→ Your goal: Continue the blog post about common myths about homestays, picking up after its last sentence.

Sunday, April 30, 2017

Common Myths About Homestays

As a traveller and a travel consultant I always try to make choices that are environment friendly. For instance, rather than buying plastic mineral water bottle every time I am thirsty, I prefer carrying my steel water bottle and refill it and encourage other people to do the same; I always snack on bhutta, nariyal pani, dry fruits etc that are natural and do not come in plastic packing and on group trips, I always prefer organizing our stays in homestays that are run by local people and are ecofriendly.

But at times I come across people who do not want to stay in homestays. Here's a list of the reasons they give, most of which I feel are misconceptions.







Homestays are difficult to access; It's tiresome, not relaxing

Many homestays are located in remote areas away from the crowd, reaching there can be tiresome but living there away from the crowd will surely be relaxing - spending a few days disconnected from technology, embracing the genuine warmth of hosts and eating food from farm to table can take away all the tiredness of the city life.
Also, not all homestays are far located. You can check beforehand if there is a proper road till the homestay or you will have to walk to reach the homestay and chose according to your preference.


Homestays are not safe for travelers

Safety can be an issue anywhere if you are not cautious so taking a few precautions will ensure your safety:
Before booking a homestay ask the owner if it is a government approved homestay and ask for their license number. In Kerala, Himachal and many other states there are strict rules to get a license. The owner has to obtain police clearance from multiple channels before a license to run the homestay is obtained. These clearance and licensing rules are introduced to ensure the safety and security for the tourists.  Alternatively, book it through a reference, a known person or a trusted platform like Homestays Of India.
On the contrary to this myth, many also feel it's much safer living in a homestay as the host can tell you which areas to avoid or go out with you to places where you might not be safe if you go on your own. They can be a sounding board for any issues you face and help you learn how to navigate a new location.

→ Provided material:
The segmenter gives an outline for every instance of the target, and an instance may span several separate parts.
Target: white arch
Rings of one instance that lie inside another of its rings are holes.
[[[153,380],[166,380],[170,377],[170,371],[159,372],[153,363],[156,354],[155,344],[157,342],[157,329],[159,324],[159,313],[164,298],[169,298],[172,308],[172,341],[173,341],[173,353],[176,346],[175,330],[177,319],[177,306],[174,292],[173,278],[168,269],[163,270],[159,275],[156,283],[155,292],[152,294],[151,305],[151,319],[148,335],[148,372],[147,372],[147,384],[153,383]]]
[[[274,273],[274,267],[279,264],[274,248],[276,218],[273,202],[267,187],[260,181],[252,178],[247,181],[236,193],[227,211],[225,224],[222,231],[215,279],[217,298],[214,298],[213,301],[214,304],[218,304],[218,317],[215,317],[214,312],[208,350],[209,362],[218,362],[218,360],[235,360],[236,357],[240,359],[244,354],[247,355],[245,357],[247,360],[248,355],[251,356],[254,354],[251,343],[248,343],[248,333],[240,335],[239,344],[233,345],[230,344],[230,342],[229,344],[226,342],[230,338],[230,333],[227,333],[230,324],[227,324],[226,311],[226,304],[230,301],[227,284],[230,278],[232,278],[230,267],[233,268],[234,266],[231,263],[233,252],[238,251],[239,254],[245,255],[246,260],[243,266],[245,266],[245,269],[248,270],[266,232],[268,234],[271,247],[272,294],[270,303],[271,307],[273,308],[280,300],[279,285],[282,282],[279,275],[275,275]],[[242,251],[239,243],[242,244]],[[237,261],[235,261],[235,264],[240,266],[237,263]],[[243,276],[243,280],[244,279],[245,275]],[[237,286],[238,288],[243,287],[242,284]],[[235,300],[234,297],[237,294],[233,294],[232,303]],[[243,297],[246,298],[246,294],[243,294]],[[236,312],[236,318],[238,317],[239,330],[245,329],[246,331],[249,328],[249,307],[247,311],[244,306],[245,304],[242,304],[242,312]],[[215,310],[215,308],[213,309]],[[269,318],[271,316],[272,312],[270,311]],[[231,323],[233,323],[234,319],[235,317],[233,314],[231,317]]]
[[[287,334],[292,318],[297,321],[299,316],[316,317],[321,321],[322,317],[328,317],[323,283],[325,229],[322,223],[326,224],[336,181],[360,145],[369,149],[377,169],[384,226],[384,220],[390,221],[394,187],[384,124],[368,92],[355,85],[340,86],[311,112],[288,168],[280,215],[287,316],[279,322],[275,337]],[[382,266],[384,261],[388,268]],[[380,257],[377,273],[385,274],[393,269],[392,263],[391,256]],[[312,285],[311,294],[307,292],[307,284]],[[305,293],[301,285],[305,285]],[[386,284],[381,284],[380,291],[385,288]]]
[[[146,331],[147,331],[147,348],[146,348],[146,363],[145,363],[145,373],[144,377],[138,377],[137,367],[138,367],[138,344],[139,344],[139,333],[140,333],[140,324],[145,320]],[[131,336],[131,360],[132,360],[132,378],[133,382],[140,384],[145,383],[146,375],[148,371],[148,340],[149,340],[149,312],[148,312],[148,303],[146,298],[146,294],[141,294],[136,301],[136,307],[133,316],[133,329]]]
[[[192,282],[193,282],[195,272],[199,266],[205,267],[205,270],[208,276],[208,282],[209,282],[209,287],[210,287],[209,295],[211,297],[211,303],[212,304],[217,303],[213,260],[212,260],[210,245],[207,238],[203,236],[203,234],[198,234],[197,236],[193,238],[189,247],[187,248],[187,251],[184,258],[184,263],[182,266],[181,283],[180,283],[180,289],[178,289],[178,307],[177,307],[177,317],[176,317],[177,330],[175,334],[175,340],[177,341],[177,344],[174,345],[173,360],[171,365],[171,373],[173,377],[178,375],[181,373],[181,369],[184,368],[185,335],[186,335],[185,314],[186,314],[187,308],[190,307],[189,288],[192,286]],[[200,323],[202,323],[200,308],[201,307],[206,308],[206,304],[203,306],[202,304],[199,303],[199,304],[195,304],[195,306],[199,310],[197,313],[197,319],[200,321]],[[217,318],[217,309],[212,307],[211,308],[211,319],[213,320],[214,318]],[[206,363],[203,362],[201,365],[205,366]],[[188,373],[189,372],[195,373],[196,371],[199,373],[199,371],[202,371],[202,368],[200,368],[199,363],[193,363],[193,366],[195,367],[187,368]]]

→ Output below:
Homestays may not be hygienic and have our choice of food

Being in the industry I have checked kitchens in both, hotels and homestays, and can vouch for the cleanliness and hygiene of homestays especially if we compere from the kitchens of most of the hotel restaurants. Moreover food served in homestays is mostly prepared from homegrown vegetables and is cooked in the same kitchen in which they cook their own food, so you can expect the best.
Also, there is good variety of food in homestays. As per the availability of non-vegetarian food, you must check with the host before booking if they serve non vegetarian or not and chose as per your preferences.

Homestays are cheaper alternative to Hotels

It is the most common myth that if it's a homestay it will be cheaper than the hotels. No doubt you can chose to stay in low budget homestays if you are on a budget trip but thinking that homestays are always a cheaper alternative to hotel is wrong.
The fact is homestays are available in all ranges as is a hotel depending on the location, area and the facilities they provide. I have stayed in a homestay that charged me 2500 per night for bed and breakfast. And I think it's totaly worth it. The tastefully done interiors, the comfortable stay, the personal attention, the hospitality, the cleanliness and most importantly the fresh tasty organic food made from the produce of the kitchen garden and meticulously cooked by the host was all worth the money I paid. Which hotel could have given me this experience even in 5000/-... I wonder.